PAGE
DC to DC ?

Discussion in 'The Projects Forum' started by rougie, Sep 17, 2012.

  1. rougie

    Thread Starter Active Member

    Dec 11, 2006
    410
    2
    Hello,

    I have a bread board which requires two voltages. The first is 5VDC and the second one is 3.3VDC.

    Please view the attachment for a simple schematic.

    The problem is that when I adjust my power supply to exactly 5VDC in order to satisfy the 5Volts part of my board, the DC/DC modules shown in attachment deliver 4.27VDC instead of 3.3VDC.

    Now I imagine this is because the DC/DC modules have little load on them, but this is really annoying because my components connected to the DC/DC modules really require 3.3VDC or at worst 3.5 MAX!!!

    My DC/DC modules are "NKE0503SC". I also realize that the more components I connect to the DC/DC modules the more I get cloeser to the expected DC/DC module voltage of 3.3VDC


    My question is, what can one do to temporarily achieve a steady 3.3VDC while building up the board?

    I was thinking of putting a 50 ohm resistor between the 3.3VDC rails to temporarily attain the desired approximate 3.3VDC.

    all feedback is appreciated!
    r
     
  2. KCHARROIS

    Member

    Jun 29, 2012
    292
    1
    Hello,

    Why not use 2 resistors and form a voltage divider to give yourself 3.3V.

    R1 being 3.4K
    R2 being 6.6k
     
  3. rougie

    Thread Starter Active Member

    Dec 11, 2006
    410
    2
    Hello KCHARROIS,

    questions:

    Q#1:
    If,
    It = 4.27/10K = 0.427ma
    VR1 = 0.427ma x 3400ohms = 1.4518V

    Voltage divider will be 4.2 - 1.4518 = 2.74Vdc ???

    Is there a reason why you set the voltage to 2.7 instead of 3.3

    Q#2)

INFORMATION SHOWN
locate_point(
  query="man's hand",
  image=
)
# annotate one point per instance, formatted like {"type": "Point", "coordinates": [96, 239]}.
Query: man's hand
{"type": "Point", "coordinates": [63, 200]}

COMPLETE THE FOLLOWING
- 1) In the forum thread, shorten the paragraph that begins "The problem is that when I adjust" while keeping its main facts.
- 2) Change "man's hand" to "person's hand" throughout the records, and write out all their lines again with nothing else altered.

WORKED ANSWERS
- 1) When the power supply is set to exactly 5VDC for the 5-volt part of the board, the DC/DC modules in the attachment put out 4.27VDC instead of 3.3VDC.

- 2)
locate_point(
  query="person's hand",
  image=
)
# annotate one point per instance, formatted like {"type": "Point", "coordinates": [96, 239]}.
Query: person's hand
{"type": "Point", "coordinates": [63, 200]}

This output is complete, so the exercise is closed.